Problem to work on — Lines to return, exactly: from the line with "Would you mind annotating the green" to the line with "Would you mind annotating the eyebrow" in the entries below, both included.

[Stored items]
::::::

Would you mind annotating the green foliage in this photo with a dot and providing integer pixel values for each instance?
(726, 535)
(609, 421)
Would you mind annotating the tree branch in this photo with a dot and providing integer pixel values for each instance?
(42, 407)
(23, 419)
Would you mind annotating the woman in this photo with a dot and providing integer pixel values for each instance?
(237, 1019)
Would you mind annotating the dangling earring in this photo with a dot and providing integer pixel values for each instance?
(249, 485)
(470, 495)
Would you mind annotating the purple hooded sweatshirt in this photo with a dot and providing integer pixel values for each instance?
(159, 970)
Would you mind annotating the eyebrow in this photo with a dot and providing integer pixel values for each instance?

::::::

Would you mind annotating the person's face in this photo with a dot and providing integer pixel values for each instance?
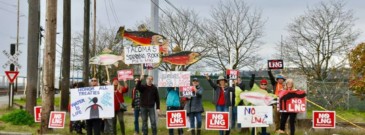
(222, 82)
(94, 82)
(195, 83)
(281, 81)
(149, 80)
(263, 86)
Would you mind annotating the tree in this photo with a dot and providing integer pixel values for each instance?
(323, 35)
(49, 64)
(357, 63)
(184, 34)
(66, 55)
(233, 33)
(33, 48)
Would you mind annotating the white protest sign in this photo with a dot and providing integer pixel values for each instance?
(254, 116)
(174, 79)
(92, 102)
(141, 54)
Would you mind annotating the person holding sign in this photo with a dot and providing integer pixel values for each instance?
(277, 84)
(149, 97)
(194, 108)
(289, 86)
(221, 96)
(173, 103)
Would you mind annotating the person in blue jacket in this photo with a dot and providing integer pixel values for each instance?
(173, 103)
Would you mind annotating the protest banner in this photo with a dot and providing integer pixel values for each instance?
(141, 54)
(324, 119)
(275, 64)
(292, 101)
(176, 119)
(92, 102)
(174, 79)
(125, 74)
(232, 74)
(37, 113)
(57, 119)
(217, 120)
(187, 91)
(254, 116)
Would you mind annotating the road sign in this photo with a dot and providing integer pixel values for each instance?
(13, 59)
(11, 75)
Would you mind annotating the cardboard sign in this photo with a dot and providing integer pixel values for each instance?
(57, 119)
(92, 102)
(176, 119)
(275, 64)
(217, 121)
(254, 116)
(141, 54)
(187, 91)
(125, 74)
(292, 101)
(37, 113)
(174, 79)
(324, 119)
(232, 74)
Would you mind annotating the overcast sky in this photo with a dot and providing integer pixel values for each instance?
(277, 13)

::::::

Answer to this exercise —
Would you mind annotating the green foliage in this photo with a dot and providing integer pixel values for each instance?
(726, 535)
(609, 421)
Would you mind annotating the tree branch in this photo with a dot and providing integer pixel values for each instance?
(42, 407)
(23, 419)
Would you mind annotating the woman in this photo with a dot and providing integer pixel values for each instance?
(237, 1019)
Would you mind annotating the dangling earring in this photo with a dot and providing integer pixel values for each instance?
(249, 485)
(470, 495)
Would you mind annotating the purple hooded sweatshirt in this photo with a dot and providing integer pixel values for each instance?
(159, 970)
Would you mind annotating the eyebrow in this photo with a dot and providing integer pixel values for each instance?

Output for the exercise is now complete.